### TEXT EXTRACT
------------------------------------------------------------------------

Moderator: Ames Grawert (Brennan Center for Justice)
Speakers: Nazgol Ghandnoosh (The Sentencing Project), Chenjerai Kumanyika (NYU Journalism, Empire City podcast), Mark Joseph Stern (Slate)
Summary: The panel opened with a frame to focus on fact and fiction around crime, criminal justice policy reform, and what the media’s role in that conversation is and can be. The panel focused on policy—how do media stories create policy? How do media stories impede policy? Panelists offered remarks to situate current policy debates amidst historic declines in crime but also reckoned with the continued prevalence of incarceration. Panelists also spoke about more than a century of media focus on urban decay and how those narratives endlessly repeat and lead to regressive policies and political campaigning, pushing partisans of all stripes to the right to make constituents feel like they are taking the inflated problem of ‘crime’ seriously. Panelists also provided insights into media’s role in specific policy debates, from differential treatment of turnstile jumping and parking in bus lanes in DC to the success of second-look sentencing and the Oklahoma survivor’s justice act. Panelists also spoke about the role of journalism schools in educating the next generation of journalists and funders needing to devolve funding not to media conglomerates but to community-based organizations.

------------------------------------------------------------------------

### INFORMATION SUPPLIED
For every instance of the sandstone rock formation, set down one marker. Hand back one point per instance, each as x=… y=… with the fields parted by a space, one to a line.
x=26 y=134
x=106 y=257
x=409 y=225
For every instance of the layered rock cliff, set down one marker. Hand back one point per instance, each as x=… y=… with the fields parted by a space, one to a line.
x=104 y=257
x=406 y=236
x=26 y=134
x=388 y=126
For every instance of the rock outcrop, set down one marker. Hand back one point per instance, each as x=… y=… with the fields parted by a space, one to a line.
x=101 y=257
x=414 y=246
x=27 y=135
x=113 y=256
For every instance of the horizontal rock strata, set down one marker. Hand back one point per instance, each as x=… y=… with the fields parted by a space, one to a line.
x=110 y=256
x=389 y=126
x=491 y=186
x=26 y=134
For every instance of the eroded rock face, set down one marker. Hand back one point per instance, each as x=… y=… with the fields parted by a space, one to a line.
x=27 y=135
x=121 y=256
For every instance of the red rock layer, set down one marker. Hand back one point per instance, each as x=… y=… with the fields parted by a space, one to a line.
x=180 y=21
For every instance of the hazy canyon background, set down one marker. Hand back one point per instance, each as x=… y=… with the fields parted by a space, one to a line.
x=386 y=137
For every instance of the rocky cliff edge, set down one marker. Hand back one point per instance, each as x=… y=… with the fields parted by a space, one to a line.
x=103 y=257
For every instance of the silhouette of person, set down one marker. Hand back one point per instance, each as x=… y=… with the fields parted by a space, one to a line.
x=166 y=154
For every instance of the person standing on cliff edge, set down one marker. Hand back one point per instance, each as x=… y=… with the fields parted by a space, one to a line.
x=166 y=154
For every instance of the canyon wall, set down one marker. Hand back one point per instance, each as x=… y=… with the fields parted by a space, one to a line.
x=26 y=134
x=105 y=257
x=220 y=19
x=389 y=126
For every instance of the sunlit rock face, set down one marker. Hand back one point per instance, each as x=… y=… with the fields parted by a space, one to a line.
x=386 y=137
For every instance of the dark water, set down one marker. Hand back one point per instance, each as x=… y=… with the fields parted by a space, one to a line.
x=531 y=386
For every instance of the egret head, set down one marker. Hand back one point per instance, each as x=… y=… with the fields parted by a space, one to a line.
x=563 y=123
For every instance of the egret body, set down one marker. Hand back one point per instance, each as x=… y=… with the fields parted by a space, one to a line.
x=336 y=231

------------------------------------------------------------------------

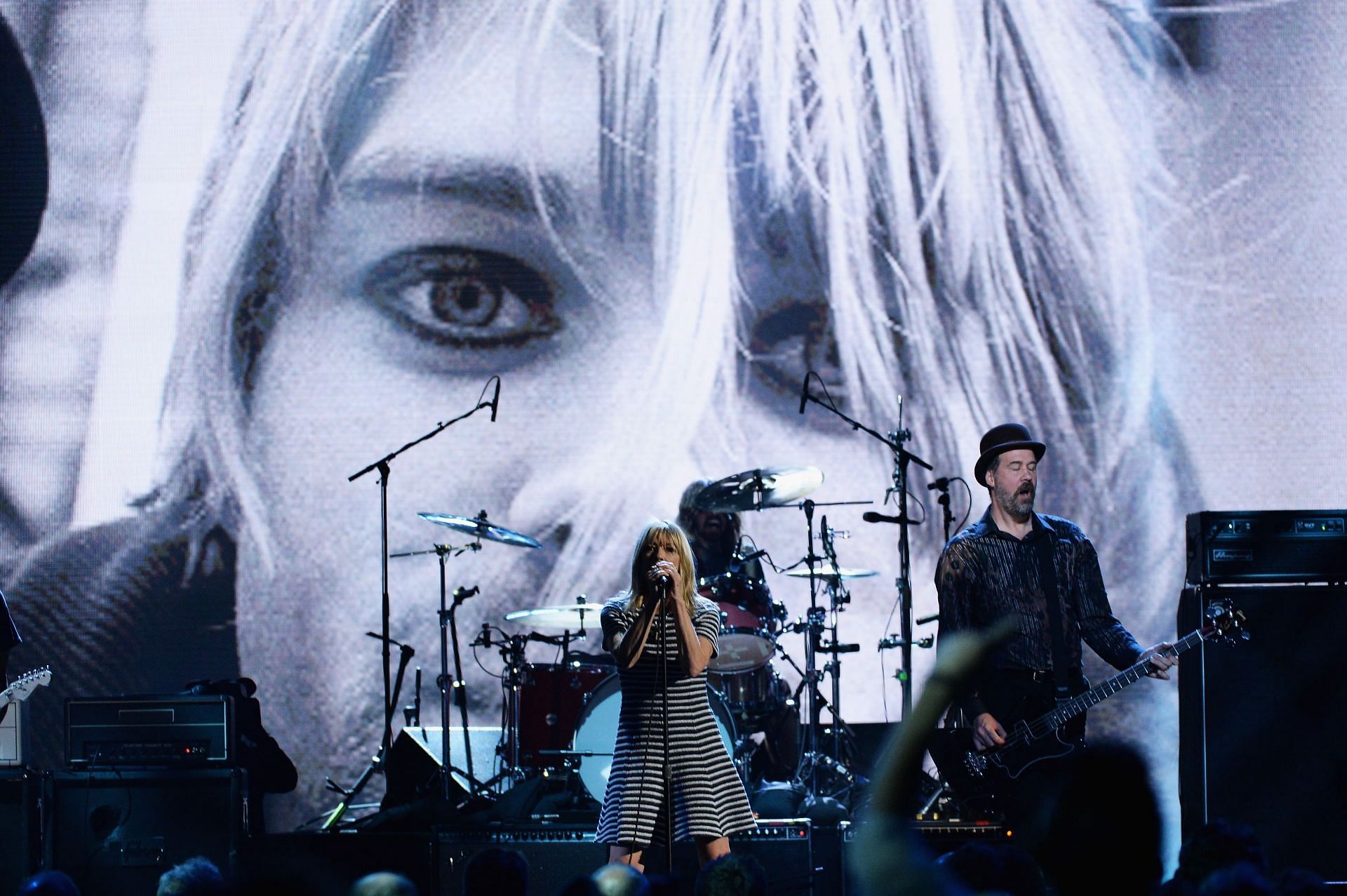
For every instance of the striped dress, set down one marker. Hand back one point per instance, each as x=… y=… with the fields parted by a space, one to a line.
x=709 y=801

------------------------------------------------------------------------

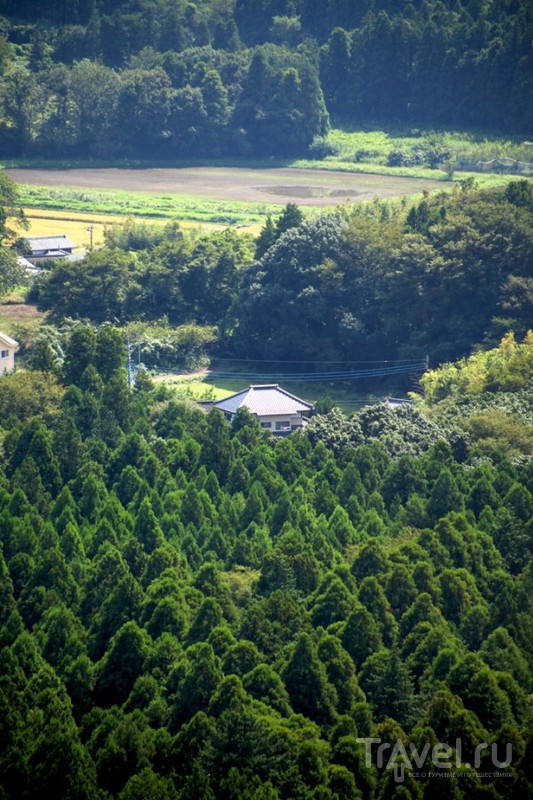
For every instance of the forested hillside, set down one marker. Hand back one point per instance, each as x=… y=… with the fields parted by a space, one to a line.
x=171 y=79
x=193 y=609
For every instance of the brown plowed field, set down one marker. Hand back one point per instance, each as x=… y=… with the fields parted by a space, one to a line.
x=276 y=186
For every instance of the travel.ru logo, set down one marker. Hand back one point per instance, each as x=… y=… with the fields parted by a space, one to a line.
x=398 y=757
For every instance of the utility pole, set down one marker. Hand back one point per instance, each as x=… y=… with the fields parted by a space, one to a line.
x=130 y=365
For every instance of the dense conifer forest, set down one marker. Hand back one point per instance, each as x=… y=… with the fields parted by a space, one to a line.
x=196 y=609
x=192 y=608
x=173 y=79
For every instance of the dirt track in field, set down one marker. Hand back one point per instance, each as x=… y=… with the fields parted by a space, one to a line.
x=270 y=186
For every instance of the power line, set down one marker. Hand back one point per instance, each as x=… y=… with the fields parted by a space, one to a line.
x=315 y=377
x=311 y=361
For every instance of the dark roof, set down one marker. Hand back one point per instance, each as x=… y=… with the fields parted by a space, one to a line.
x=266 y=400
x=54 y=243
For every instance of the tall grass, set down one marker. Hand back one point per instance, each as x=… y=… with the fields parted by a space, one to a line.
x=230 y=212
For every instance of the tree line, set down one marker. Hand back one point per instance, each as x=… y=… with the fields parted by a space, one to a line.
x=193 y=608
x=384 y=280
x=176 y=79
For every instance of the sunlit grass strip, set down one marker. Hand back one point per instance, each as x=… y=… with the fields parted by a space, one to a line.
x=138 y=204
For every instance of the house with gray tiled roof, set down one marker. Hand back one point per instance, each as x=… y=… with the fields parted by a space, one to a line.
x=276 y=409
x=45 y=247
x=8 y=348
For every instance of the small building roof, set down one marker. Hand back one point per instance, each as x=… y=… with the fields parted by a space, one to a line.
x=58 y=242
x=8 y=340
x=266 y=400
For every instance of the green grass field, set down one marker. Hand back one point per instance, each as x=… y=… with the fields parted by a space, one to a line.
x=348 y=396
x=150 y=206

------------------------------------------------------------------------

### SET TASKS
[1] Give the panel summary again, starting with "Moderator: Ames Grawert" and going on through "Joseph Stern (Slate)", and substitute "Host" for "Moderator".
[2] Do these statements agree with the panel summary? Answer yes or no for each, and quote the deciding words. (a) The panel focused on policy. (b) Mark Joseph Stern moderated the panel. (c) Panelists said funders should direct money to media conglomerates.
[3] Recast the paragraph of the panel summary that begins "Summary: The panel opened" as a short bulleted list that keeps its main facts.

### TASK-BY-TASK SOLUTIONS
[1]
Host: Ames Grawert (Brennan Center for Justice)
Speakers: Nazgol Ghandnoosh (The Sentencing Project), Chenjerai Kumanyika (NYU Journalism, Empire City podcast), Mark Joseph Stern (Slate)

[2]
(a) Yes: "The panel focused on policy"
(b) No: "Moderator: Ames Grawert (Brennan Center for Justice)"
(c) No: "funders needing to devolve funding not to media conglomerates but to community-based organizations"

[3]
- The panel was framed around fact and fiction in crime, criminal justice policy reform, and the media's role in that conversation.
- Its focus was policy: how media stories create policy and how they impede it.
- Panelists placed current policy debates against historic declines in crime while addressing the continued prevalence of incarceration.
- Panelists said that more than a century of media focus on urban decay has produced endlessly repeated narratives. These narratives lead to regressive policies and campaigns and push partisans of all stripes to the right.
- Panelists discussed media's role in specific debates: turnstile jumping versus parking in bus lanes in DC, second-look sentencing, and the Oklahoma survivor's justice act.
- Panelists addressed the role of journalism schools in educating future journalists.
- Panelists said funders should devolve funding to community-based organizations rather than media conglomerates.